→ Requirement:
Produce an exact copy of all records below.

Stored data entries
════════
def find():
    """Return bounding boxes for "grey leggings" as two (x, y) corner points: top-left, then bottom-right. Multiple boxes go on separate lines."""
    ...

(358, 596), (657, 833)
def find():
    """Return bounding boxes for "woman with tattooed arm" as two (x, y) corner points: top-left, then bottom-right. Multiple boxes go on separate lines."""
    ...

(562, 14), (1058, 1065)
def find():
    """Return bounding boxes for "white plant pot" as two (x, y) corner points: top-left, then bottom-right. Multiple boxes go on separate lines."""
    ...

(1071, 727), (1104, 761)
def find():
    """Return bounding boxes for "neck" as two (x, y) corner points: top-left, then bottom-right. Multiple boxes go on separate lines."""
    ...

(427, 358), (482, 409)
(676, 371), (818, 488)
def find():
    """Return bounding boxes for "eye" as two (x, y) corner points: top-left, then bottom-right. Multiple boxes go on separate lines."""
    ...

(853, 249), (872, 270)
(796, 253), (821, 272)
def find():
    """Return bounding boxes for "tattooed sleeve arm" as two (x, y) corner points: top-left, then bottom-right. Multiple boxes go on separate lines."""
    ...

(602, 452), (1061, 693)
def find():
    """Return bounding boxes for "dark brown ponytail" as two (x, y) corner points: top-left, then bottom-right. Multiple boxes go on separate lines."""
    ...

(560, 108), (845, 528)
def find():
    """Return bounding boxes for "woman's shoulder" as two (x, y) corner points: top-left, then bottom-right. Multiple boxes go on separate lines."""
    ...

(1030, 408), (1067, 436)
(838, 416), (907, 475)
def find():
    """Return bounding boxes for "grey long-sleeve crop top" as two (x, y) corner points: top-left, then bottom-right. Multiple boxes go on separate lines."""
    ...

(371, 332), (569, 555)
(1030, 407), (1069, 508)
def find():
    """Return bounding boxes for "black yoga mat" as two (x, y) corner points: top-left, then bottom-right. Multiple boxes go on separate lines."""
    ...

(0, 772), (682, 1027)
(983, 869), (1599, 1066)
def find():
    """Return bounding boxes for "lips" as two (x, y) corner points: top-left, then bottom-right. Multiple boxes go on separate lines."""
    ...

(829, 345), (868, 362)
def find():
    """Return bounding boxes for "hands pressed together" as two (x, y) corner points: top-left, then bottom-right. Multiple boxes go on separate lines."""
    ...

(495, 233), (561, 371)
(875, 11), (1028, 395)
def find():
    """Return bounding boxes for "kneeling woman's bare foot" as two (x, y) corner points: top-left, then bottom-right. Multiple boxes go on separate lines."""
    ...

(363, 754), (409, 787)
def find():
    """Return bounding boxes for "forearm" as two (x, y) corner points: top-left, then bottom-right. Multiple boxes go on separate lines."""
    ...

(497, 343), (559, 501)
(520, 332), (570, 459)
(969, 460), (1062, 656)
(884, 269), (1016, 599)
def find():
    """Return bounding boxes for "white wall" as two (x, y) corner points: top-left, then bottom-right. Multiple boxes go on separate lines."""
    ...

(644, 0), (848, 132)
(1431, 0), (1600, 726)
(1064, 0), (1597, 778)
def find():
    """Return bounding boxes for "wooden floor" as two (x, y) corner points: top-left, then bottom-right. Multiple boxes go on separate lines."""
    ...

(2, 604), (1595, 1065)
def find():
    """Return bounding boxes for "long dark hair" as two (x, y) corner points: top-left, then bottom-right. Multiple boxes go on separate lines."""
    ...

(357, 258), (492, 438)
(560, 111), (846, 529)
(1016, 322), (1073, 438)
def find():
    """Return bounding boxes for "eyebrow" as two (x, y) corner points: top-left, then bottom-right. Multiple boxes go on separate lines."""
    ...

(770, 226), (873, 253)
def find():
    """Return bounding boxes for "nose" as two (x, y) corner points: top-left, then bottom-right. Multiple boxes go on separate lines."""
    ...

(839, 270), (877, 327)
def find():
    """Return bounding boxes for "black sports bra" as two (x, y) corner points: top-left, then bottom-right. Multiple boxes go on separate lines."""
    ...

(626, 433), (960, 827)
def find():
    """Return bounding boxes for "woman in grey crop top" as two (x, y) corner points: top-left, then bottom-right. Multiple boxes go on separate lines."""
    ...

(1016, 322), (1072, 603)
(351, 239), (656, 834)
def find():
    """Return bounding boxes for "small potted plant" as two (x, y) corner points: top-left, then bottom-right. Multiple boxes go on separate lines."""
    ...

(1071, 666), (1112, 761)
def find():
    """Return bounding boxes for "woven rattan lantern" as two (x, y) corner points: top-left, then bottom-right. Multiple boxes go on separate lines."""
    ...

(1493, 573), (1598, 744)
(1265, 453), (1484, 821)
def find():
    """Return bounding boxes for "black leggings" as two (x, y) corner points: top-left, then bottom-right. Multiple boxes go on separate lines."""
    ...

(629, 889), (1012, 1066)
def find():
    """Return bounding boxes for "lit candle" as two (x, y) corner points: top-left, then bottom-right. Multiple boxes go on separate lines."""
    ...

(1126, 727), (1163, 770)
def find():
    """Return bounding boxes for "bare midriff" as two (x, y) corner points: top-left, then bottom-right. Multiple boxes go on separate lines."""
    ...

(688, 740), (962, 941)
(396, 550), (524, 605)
════════
→ Solution to this exercise:
def find():
    """Return bounding boxes for "grey leggings" as two (x, y) corner points: top-left, then bottom-right. Multiple boxes go on separate lines."""
    ...

(358, 596), (657, 833)
def find():
    """Return bounding boxes for "woman with tattooed arm" as two (x, y) corner points: top-left, then bottom-right. Multiple boxes go on separate lines."""
    ...

(562, 14), (1058, 1065)
def find():
    """Return bounding boxes for "white plant pot" as two (x, y) corner points: top-left, then bottom-right. Multiple boxes go on separate lines."""
    ...

(1071, 727), (1104, 761)
def find():
    """Return bounding boxes for "neck" as two (x, y) corner points: top-left, then bottom-right. Multiple boxes go on separate lines."""
    ...

(427, 358), (482, 409)
(676, 371), (818, 488)
def find():
    """Return bounding boxes for "eye" as two (x, y) corner points: top-left, then bottom-right. Multiple boxes go on separate lines."""
    ...

(853, 249), (872, 270)
(796, 253), (821, 272)
def find():
    """Return bounding boxes for "tattooed sleeve arm" as two (x, y) corner points: top-left, then bottom-right. Multiple boxes go on separate lines."""
    ...

(602, 452), (1061, 693)
def find():
    """Return bounding boxes for "dark brown ponytail" as two (x, y) corner points: top-left, then bottom-right. Multiple boxes go on separate lines."""
    ...

(560, 108), (845, 528)
def find():
    """Return bounding boxes for "woman's shoulder" as two (x, y) corner points: top-left, then bottom-right. Multiple boxes go on separate lines."""
    ...

(1030, 408), (1067, 436)
(838, 416), (907, 475)
def find():
    """Return bounding boxes for "grey long-sleeve crop top" as two (x, y) corner points: top-left, then bottom-right. Multiple boxes go on separate lines."""
    ...

(371, 332), (569, 555)
(1030, 407), (1069, 508)
def find():
    """Return bounding boxes for "black yoga mat" as two (x, y) corner points: top-left, then bottom-right. Multiple boxes go on separate lines."""
    ...

(0, 772), (682, 1027)
(983, 869), (1599, 1066)
def find():
    """Return bounding boxes for "lips" as two (x, y) corner points: top-left, then bottom-right. Multiple boxes go on separate lines."""
    ...

(829, 345), (868, 362)
def find():
    """Return bounding boxes for "hands pressed together" as two (x, y) corner points: top-left, then bottom-right. Multiple boxes go on separate lines."""
    ...

(495, 233), (561, 371)
(875, 11), (1028, 395)
def find():
    """Return bounding boxes for "kneeling woman's bare foot" as two (x, y) corner points: top-left, then bottom-right. Multiple boxes go on separate lines."""
    ...

(363, 754), (409, 787)
def find():
    """Return bounding boxes for "forearm" as two (x, y) corner points: top-left, then bottom-right. Multiple boxes go on separate lines."""
    ...

(497, 343), (559, 501)
(520, 332), (570, 459)
(969, 460), (1062, 656)
(884, 269), (1016, 599)
def find():
    """Return bounding boxes for "white wall" as two (x, y) corner points: top-left, then bottom-right. Multiple boxes go on separate lines."""
    ...

(644, 0), (848, 132)
(1431, 0), (1600, 726)
(1064, 0), (1597, 778)
def find():
    """Return bounding boxes for "wooden floor" as two (x, y) corner points: top-left, then bottom-right. Multiple boxes go on separate lines."""
    ...

(2, 604), (1595, 1065)
def find():
    """Return bounding boxes for "long dark hair" as two (x, y) corner points: top-left, then bottom-right. Multiple boxes go on separate lines."""
    ...

(357, 258), (492, 438)
(560, 111), (846, 529)
(1016, 322), (1073, 438)
def find():
    """Return bounding boxes for "eyebrow" as two (x, y) corner points: top-left, then bottom-right. Multiple boxes go on separate lines."""
    ...

(770, 226), (873, 253)
def find():
    """Return bounding boxes for "nose" as two (x, y) corner points: top-left, then bottom-right. Multiple boxes go on separate lines."""
    ...

(839, 270), (877, 327)
def find():
    """Return bounding boxes for "black sports bra" as two (x, y) corner points: top-left, then bottom-right. Multiple boxes go on separate lines."""
    ...

(626, 433), (960, 827)
def find():
    """Return bounding boxes for "woman in grey crop top" as two (x, y) corner points: top-left, then bottom-right. Multiple boxes go on separate lines."""
    ...

(1016, 322), (1072, 603)
(351, 239), (656, 834)
def find():
    """Return bounding boxes for "small potted plant" as two (x, y) corner points: top-left, then bottom-right. Multiple boxes go on separate lines."""
    ...

(1071, 666), (1112, 761)
def find():
    """Return bounding boxes for "woven rattan lantern" as two (x, y) corner points: top-left, then bottom-right. Multiple boxes go on separate lines."""
    ...

(1493, 573), (1598, 744)
(1265, 453), (1484, 821)
def find():
    """Return bounding boxes for "black leggings" as two (x, y) corner points: top-left, then bottom-right. Multiple boxes go on separate lines."""
    ...

(629, 889), (1012, 1066)
def find():
    """Return bounding boxes for "lit candle" as two (x, y) corner points: top-left, then bottom-right. Multiple boxes go on separate lines."""
    ...

(1126, 727), (1163, 770)
def find():
    """Return bounding boxes for "bare midriff" as two (x, y) corner points: top-left, then bottom-right. Multiple boxes go on separate lines."""
    ...

(688, 740), (962, 941)
(396, 550), (524, 605)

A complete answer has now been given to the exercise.